Stop after the line containing "box: [12, 122, 80, 144]"; retype every line of the data before it exactly, starting from the first.

+ + +

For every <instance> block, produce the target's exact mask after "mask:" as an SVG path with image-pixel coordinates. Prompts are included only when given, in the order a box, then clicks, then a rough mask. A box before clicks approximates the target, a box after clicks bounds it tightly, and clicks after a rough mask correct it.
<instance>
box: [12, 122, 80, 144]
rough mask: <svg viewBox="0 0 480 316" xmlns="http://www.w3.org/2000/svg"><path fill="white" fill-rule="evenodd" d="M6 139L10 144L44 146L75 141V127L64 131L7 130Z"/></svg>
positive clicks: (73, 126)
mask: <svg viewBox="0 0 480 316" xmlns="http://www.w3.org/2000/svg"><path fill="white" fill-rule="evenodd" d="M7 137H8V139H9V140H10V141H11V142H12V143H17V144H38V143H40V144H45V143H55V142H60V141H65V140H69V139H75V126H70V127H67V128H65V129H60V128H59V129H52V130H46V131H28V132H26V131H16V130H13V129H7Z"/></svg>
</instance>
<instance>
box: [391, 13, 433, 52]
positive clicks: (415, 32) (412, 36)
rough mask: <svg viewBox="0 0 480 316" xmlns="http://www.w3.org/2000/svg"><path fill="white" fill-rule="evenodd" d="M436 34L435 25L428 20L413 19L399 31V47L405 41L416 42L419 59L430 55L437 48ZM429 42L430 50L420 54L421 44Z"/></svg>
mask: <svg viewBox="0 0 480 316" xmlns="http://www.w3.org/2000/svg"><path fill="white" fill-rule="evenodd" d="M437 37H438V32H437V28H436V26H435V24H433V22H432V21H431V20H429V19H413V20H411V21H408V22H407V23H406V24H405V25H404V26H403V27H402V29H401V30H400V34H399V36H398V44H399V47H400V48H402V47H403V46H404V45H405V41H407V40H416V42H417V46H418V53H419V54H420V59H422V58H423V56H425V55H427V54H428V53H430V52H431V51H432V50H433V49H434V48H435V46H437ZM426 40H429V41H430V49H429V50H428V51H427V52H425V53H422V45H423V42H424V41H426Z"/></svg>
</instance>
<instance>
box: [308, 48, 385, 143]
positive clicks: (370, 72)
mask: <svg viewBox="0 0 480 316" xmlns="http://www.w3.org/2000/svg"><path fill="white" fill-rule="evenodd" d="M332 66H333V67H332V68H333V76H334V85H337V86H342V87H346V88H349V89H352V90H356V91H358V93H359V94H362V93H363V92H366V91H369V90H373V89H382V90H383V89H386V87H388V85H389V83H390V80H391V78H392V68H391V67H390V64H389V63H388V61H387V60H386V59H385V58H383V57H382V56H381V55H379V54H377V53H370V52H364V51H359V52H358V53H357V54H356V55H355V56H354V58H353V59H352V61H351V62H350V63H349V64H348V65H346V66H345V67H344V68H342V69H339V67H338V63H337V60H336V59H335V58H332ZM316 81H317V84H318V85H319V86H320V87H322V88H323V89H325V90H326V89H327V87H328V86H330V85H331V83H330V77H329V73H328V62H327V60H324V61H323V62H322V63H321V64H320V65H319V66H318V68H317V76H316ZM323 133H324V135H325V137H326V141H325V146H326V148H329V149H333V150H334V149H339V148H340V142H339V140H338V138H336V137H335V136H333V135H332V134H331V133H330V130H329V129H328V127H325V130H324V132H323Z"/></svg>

+ + +

> WRITTEN ANSWER:
For every <instance> block, produce the target's exact mask after "mask:" as an SVG path with image-pixel coordinates. Prompts are included only when given, in the order a box, then clicks, then a rough mask. A box before clicks approximates the target, a box after clicks bounds it tightly, and clicks after a rough mask correct it.
<instance>
box: [12, 122, 80, 144]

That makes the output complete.